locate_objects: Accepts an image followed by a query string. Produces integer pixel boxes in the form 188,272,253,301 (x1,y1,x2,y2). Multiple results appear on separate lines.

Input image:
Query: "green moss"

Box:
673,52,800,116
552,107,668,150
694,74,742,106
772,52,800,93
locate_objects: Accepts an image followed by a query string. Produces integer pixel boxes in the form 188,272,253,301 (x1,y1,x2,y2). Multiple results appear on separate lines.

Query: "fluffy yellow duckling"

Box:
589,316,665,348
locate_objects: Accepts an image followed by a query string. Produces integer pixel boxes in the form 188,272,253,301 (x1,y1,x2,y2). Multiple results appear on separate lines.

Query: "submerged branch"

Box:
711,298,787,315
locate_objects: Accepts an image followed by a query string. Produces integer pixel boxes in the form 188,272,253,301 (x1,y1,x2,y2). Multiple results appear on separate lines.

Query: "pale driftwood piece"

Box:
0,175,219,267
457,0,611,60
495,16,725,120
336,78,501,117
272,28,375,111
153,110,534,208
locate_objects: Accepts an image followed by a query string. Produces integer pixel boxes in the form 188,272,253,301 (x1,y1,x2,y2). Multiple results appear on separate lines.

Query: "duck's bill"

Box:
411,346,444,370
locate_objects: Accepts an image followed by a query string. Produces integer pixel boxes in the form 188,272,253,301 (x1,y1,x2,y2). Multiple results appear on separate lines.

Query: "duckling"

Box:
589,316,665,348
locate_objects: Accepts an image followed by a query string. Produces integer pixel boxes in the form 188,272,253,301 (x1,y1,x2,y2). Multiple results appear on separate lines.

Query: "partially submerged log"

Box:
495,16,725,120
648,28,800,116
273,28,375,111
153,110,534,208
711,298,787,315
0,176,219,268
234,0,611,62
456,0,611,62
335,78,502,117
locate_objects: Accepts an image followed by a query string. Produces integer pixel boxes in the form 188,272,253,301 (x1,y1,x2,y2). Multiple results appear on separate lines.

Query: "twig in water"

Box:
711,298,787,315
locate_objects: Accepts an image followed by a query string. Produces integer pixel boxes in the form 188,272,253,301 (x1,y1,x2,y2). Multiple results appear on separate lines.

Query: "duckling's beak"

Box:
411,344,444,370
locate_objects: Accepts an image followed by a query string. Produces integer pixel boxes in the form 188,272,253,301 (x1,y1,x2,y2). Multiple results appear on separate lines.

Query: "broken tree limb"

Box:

WHAT YOU HAVE TO DO:
Rewrite every line of the rows above as a numbered list, omitting blank lines.

EXERCISE ANSWER:
1. locate_objects: Accepts an image followed by a query string. Produces integer pixel boxes in the form 188,272,253,301 (x1,y1,x2,y2). Multiple results appear on separate lines.
2. Input image:
3. Query: "green moss"
4. Box:
5. 673,52,800,116
6. 552,107,668,150
7. 694,74,742,106
8. 772,52,800,93
9. locate_objects: Accepts an image followed by a query string. Produces integer pixel boxes in the form 188,272,253,301 (x1,y1,x2,y2). Multiple results appear on separate lines.
10. Query: "fluffy yellow duckling"
11. Box:
12. 589,316,665,348
13. locate_objects: Accepts an image followed by a query string. Produces integer pixel boxes in the form 188,272,253,301 (x1,y1,x2,y2). Multiple results appear on separate lines.
14. Query: "submerged branch"
15. Box:
16. 711,298,787,315
17. locate_objects: Accepts an image followed by a query string. Produces integer pixel boxes in the form 188,272,253,301 (x1,y1,x2,y2). Multiple results appear on separate lines.
18. Query: "pale driftwood piece"
19. Box:
20. 0,175,219,267
21. 457,0,611,60
22. 495,16,725,120
23. 336,78,501,117
24. 272,28,375,111
25. 153,110,534,208
26. locate_objects: Accepts an image followed by a query string. Produces integer pixel boxes in the form 188,272,253,301 (x1,y1,x2,y2). Multiple results appear on separate lines.
27. Query: "duck's bill"
28. Box:
29. 411,346,444,370
30. locate_objects: Accepts an image followed by a query string. Produces integer pixel boxes in the form 188,272,253,301 (x1,y1,x2,y2). Multiple results appear on separate lines.
31. Query: "duckling"
32. Box:
33. 589,316,665,348
34. locate_objects: Accepts an image followed by a query string. Produces integer pixel boxes in the form 188,272,253,301 (x1,y1,x2,y2). Multiple results appear on separate lines.
35. Query: "partially submerged log"
36. Box:
37. 495,16,725,120
38. 648,28,800,116
39. 273,28,375,111
40. 153,110,534,208
41. 711,298,787,315
42. 0,176,219,268
43. 234,0,611,62
44. 456,0,611,62
45. 335,78,502,117
46. locate_objects: Accepts an image followed by a query string. Produces integer pixel boxes in the form 188,272,253,301 (x1,y1,x2,y2). Multiple results appear on separate lines.
47. Query: "twig in water"
48. Box:
49. 711,298,787,315
50. locate_objects: Accepts an image followed by a query string. Produces integer pixel boxes in the form 188,272,253,301 (x1,y1,x2,y2). Multiple results appear on separate lines.
51. Query: "duckling's beak"
52. Box:
53. 411,344,444,370
54. locate_objects: Accepts an image followed by a query string. Produces integer pixel boxes in the form 188,272,253,301 (x1,y1,x2,y2). Multiple results appear on separate lines.
55. Query: "broken tree limb"
56. Box:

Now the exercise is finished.